THINGS TO DO
a – Name every metric that the passage on electronic health records says the merit-based incentive payment system will use to alter payments.
b – Resume the passage on electronic health records and physician payment, starting after its final sentence.

:: EXTRACT TO READ

Is it worth it? I don’t know. Not having to decipher illegible handwritten notes is certainly nice. Having a system that immediately looks for interactions between drugs is a plus. And I do truly love being able to see computed tomography scans from any computer. On the other hand, spending half my day clicking away at a computer rather than thinking about patients or taking 45 minutes to discharge a patient is frustrating.
So what does the future hold? The problem certainly isn’t going away. When President Obama signed the law into place that repealed the Medicare sustainable growth rate formula, that system was replaced by what’s called the merit-based incentive payment system, which proposes to alter our payments based on four metrics: quality, resource use, meaningful use of EHRs, and clinical practice improvement activities. The exact details of what metrics and how that will be scored haven’t been worked out, but I'll wager a pint it will involve more clicking on my computer screen and have nothing to do with patient care.

::::
:: RAW DATA

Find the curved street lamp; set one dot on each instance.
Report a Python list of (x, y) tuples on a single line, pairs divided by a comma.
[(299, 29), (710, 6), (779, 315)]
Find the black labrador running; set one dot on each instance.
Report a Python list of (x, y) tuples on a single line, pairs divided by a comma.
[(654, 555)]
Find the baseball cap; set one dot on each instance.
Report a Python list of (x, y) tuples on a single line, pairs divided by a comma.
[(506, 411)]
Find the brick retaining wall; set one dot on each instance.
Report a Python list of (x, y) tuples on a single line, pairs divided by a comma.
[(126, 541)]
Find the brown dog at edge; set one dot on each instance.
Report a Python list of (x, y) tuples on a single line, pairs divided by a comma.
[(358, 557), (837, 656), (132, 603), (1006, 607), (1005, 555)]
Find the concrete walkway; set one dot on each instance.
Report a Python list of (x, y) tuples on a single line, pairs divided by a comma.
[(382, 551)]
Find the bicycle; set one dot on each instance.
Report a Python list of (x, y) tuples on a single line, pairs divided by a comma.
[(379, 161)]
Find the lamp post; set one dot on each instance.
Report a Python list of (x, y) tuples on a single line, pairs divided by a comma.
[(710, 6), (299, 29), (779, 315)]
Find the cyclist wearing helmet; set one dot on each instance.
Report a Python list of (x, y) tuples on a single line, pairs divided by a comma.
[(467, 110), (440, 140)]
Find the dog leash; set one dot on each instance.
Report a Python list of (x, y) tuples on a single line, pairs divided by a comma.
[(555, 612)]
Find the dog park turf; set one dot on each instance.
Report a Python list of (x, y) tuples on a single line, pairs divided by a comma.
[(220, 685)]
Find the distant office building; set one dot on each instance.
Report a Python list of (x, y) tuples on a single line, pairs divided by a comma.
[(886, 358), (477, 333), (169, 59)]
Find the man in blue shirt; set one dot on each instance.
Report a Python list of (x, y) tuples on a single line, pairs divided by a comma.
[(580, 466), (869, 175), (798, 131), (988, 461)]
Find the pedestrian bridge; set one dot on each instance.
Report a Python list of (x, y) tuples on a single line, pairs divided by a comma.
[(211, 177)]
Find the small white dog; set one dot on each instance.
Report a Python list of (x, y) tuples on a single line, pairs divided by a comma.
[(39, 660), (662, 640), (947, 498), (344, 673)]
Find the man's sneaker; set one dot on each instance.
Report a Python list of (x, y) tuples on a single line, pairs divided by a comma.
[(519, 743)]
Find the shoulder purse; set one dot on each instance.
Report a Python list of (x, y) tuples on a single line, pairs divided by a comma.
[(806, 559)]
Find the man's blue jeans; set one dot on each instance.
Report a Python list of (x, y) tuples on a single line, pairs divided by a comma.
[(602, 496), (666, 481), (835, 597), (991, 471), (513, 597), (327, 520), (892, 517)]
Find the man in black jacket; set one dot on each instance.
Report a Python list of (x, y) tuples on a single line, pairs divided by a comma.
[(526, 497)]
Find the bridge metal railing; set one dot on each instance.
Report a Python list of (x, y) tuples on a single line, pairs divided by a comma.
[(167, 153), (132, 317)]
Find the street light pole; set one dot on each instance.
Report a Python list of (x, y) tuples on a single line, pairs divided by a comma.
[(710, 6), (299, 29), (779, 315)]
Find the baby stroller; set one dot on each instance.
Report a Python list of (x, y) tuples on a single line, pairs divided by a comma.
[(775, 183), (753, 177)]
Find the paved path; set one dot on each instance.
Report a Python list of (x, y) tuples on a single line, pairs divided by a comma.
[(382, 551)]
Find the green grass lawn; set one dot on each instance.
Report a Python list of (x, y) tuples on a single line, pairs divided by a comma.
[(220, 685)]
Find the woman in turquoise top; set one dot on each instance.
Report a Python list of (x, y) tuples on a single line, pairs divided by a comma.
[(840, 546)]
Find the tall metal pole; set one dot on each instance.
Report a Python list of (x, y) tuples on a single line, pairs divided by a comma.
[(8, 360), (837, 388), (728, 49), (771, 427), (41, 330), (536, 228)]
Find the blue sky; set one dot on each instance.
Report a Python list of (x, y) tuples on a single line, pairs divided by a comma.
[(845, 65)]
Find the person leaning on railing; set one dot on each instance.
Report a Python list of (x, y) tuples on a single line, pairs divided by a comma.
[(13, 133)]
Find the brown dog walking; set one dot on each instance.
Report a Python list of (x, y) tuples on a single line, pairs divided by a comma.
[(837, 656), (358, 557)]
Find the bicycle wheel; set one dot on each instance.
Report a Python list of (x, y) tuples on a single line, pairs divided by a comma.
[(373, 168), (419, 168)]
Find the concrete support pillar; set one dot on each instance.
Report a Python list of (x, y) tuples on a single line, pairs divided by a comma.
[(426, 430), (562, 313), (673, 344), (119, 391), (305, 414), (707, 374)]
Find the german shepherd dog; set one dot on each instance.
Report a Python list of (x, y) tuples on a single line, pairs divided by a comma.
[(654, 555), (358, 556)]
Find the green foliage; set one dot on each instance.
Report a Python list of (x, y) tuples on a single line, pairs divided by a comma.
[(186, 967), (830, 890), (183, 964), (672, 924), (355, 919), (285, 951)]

::::

ANSWERS TO THE TASKS
a –
- Quality
- Resource use
- Meaningful use of EHRs
- Clinical practice improvement activities

b –
The big question I’m currently wrestling with regarding EHRs and meaningful use, though, is really just a simple math question. Given the costs of maintaining the IT infrastructure for an EHR, the additional staffing costs required to use them, and the decrease in productivity associated with using these systems, when the government stops financially supporting this experiment and goes instead to a system where it decreases the reimbursement for those physicians not using the system, will it make financial sense to simply revert back to paper and take the hit from the government (specifically, the decrease in reimbursement for those providers not able to attest to meaningful use)?
I understand that for larger groups who can amortize the above costs over a larger number of physicians that it might make sense, but for a small-town plumber like me, I doubt it.